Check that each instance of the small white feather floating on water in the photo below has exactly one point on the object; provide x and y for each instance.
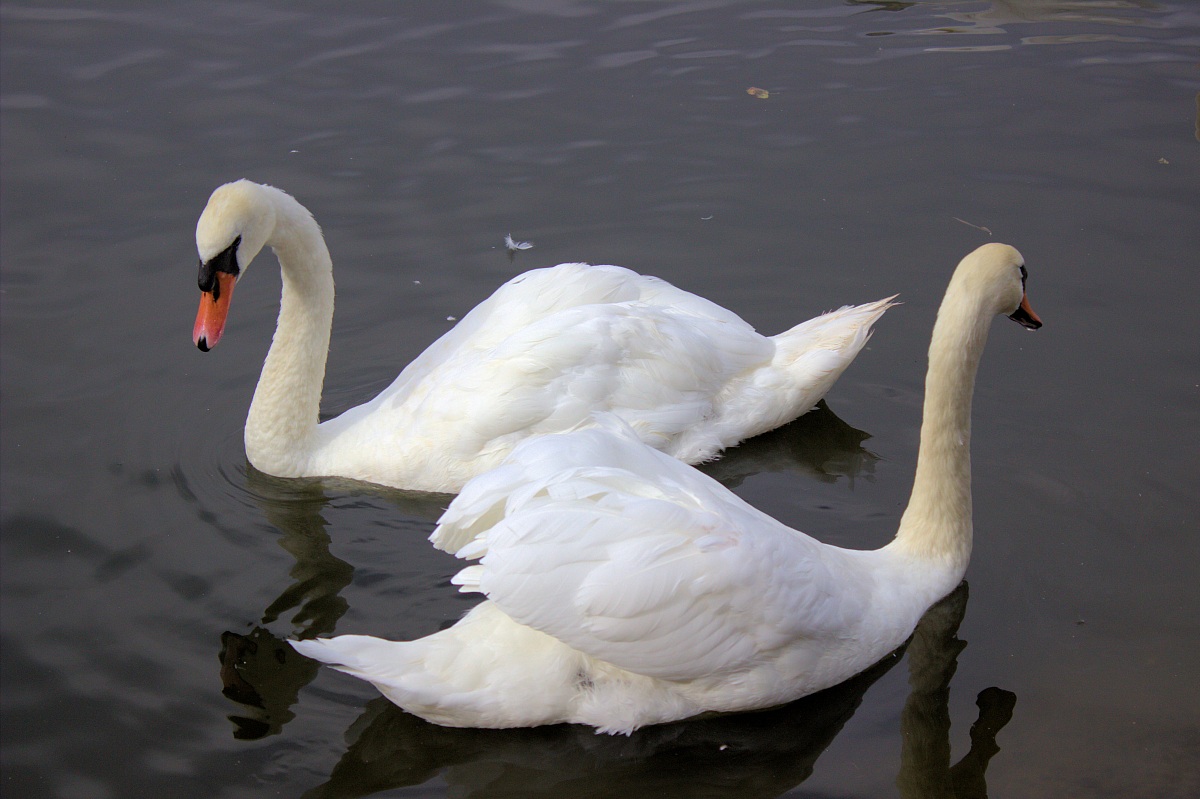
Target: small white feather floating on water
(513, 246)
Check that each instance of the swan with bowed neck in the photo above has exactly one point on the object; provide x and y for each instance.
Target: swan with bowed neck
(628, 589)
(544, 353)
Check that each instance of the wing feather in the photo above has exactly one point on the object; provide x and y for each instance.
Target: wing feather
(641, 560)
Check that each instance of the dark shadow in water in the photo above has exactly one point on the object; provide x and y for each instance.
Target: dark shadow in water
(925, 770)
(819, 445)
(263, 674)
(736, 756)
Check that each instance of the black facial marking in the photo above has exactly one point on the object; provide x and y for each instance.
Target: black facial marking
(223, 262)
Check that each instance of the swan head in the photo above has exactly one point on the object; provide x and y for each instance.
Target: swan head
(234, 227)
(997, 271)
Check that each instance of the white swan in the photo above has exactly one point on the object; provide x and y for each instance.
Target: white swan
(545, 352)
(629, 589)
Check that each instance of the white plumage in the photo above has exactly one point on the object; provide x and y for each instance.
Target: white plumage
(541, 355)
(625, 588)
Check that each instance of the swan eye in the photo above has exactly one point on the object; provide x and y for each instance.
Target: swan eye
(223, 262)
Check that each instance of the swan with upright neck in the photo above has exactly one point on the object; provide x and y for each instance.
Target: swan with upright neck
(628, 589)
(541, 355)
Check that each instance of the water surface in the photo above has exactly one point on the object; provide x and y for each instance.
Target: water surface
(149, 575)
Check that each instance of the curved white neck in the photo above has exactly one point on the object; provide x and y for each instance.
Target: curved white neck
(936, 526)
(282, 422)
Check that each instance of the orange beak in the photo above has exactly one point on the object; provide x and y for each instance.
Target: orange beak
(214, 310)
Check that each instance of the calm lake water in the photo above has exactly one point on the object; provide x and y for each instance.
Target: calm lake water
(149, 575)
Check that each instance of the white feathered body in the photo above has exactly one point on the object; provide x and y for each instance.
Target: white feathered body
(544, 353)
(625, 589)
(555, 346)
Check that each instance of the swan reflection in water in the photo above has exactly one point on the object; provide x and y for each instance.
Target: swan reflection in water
* * *
The expected response is every line of the material, written out exactly, with the images removed.

Check that each instance of the small white feather floating on water in the photo below has exactly one point on the object; provide x and y for each instance.
Target: small white feather floating on water
(513, 246)
Check that each instance of the swan with bowed neck in the photo above has exactly one point on the object; provide x and y for each instance.
Target: swan with bowed neck
(628, 589)
(544, 353)
Check that each instance of the wing feather in the photo above has exactly one point on the object; provide x and y for each instance.
Target: wing feather
(641, 560)
Check that each instance of the dark shadow in water in the photo above has exactly one point on the object; provide x and y for each instance.
Target: dark shadow in water
(925, 770)
(819, 445)
(263, 674)
(736, 756)
Check that each instance of the black facial marking in the photo above has exactly one point on the object; provide x and y for each instance.
Target: black facial marking
(223, 262)
Check that each instance of the swan head in the photo above has exactly one point on the object; provide x and y for each instance.
Target: swan head
(234, 227)
(997, 271)
Check that each instance of the white swan in the photo above has exactly one point on the object; provide x and y for each instance.
Target: white swan
(545, 352)
(629, 589)
Check that each instance of the white plumage in the photo above has exactly one point on the object; provide x and y for each instance.
Target: white plumage
(541, 355)
(625, 588)
Check that each instance of the swan eye in the photo above has exactly one point on the object; provide x and y for each instance.
Target: swan eye
(223, 262)
Check that each instance of the swan with upright neck in the photo above has exactly one point on the object; provide x and y for each instance.
Target: swan with upright neck
(628, 589)
(541, 355)
Check that each instance of the water surface in the photo above has exactly one point on the object; provide x and y for each instance.
Target: water surface
(149, 575)
Check that each instance of the curved white neck in the photo above has exactly one point on the object; provide x and y for each instance.
Target: curved white neck
(936, 526)
(282, 422)
Check that each instance of the orange beak in the photo above has exactly one point on the object; provide x and y for each instance.
Target: orange beak
(214, 310)
Check that each instance of the calm lake water in the photo above has exactly one point on the object; provide x and y for each instance.
Target: calm lake water
(149, 575)
Check that each instance of the white feathered body in the photo above has exactly one point on the object; provide x and y for each instance.
Target: white feathered body
(544, 353)
(625, 589)
(555, 346)
Check that each instance of the swan reflection in water in the photo above has exactly one point on the object; provide x and y for each instance.
Target: swan reflection in water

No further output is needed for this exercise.